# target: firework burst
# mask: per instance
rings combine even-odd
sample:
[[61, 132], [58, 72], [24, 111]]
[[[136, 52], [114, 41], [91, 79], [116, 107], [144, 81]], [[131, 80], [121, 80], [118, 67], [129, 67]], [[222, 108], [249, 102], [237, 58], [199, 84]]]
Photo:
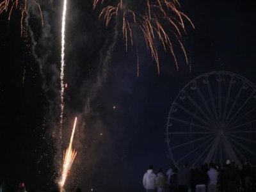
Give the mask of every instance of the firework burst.
[[188, 63], [180, 39], [182, 34], [186, 34], [184, 20], [188, 21], [193, 28], [194, 26], [188, 17], [180, 11], [177, 0], [93, 0], [93, 9], [97, 7], [101, 8], [99, 18], [104, 20], [106, 26], [114, 17], [120, 21], [126, 50], [129, 44], [132, 47], [134, 45], [134, 31], [138, 30], [142, 33], [147, 47], [157, 64], [158, 73], [160, 68], [157, 40], [164, 50], [168, 51], [173, 56], [179, 70], [170, 32], [174, 35]]
[[74, 134], [75, 133], [77, 118], [75, 118], [74, 123], [73, 129], [71, 134], [70, 141], [69, 142], [68, 147], [64, 151], [63, 163], [62, 166], [61, 177], [58, 184], [61, 191], [63, 189], [67, 177], [70, 171], [71, 166], [73, 164], [74, 160], [76, 158], [77, 152], [72, 148], [72, 143]]
[[0, 0], [0, 15], [3, 12], [6, 12], [8, 14], [8, 20], [11, 19], [11, 16], [13, 9], [20, 10], [21, 12], [20, 19], [20, 33], [22, 36], [24, 30], [24, 20], [28, 15], [28, 4], [34, 4], [39, 10], [41, 16], [42, 26], [44, 26], [43, 15], [42, 13], [41, 7], [39, 3], [36, 0]]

######

> _Exercise prompt_
Copy all the records above line for line, leaving the picture out.

> _Task solution_
# target: firework burst
# mask: per instance
rings combine even-odd
sample:
[[61, 132], [58, 72], [24, 111]]
[[[136, 52], [114, 41], [91, 79], [116, 107], [144, 81]], [[131, 80], [121, 80], [118, 67], [129, 67]], [[222, 108], [249, 102], [237, 58], [199, 84]]]
Photo:
Give the mask of every instance of the firework burst.
[[188, 63], [180, 39], [182, 34], [186, 34], [184, 20], [188, 21], [193, 28], [194, 26], [188, 17], [180, 11], [177, 0], [93, 0], [93, 9], [97, 7], [101, 8], [99, 18], [104, 20], [106, 26], [114, 17], [120, 21], [126, 50], [129, 44], [132, 47], [134, 45], [134, 31], [138, 30], [142, 33], [147, 47], [157, 64], [158, 73], [160, 68], [157, 40], [164, 50], [168, 51], [173, 56], [179, 70], [170, 32], [174, 35]]
[[74, 134], [75, 133], [77, 118], [75, 118], [74, 123], [73, 129], [71, 134], [70, 141], [69, 142], [68, 147], [64, 151], [63, 163], [62, 166], [61, 177], [58, 184], [61, 191], [63, 189], [67, 177], [70, 171], [71, 166], [73, 164], [74, 160], [76, 158], [77, 152], [72, 148], [72, 143]]
[[0, 0], [0, 15], [3, 12], [6, 12], [8, 14], [8, 20], [11, 19], [11, 16], [13, 9], [20, 10], [21, 12], [20, 19], [20, 33], [22, 36], [24, 30], [24, 20], [28, 15], [28, 4], [34, 4], [39, 10], [41, 16], [42, 26], [44, 26], [43, 15], [42, 13], [41, 7], [39, 3], [36, 0]]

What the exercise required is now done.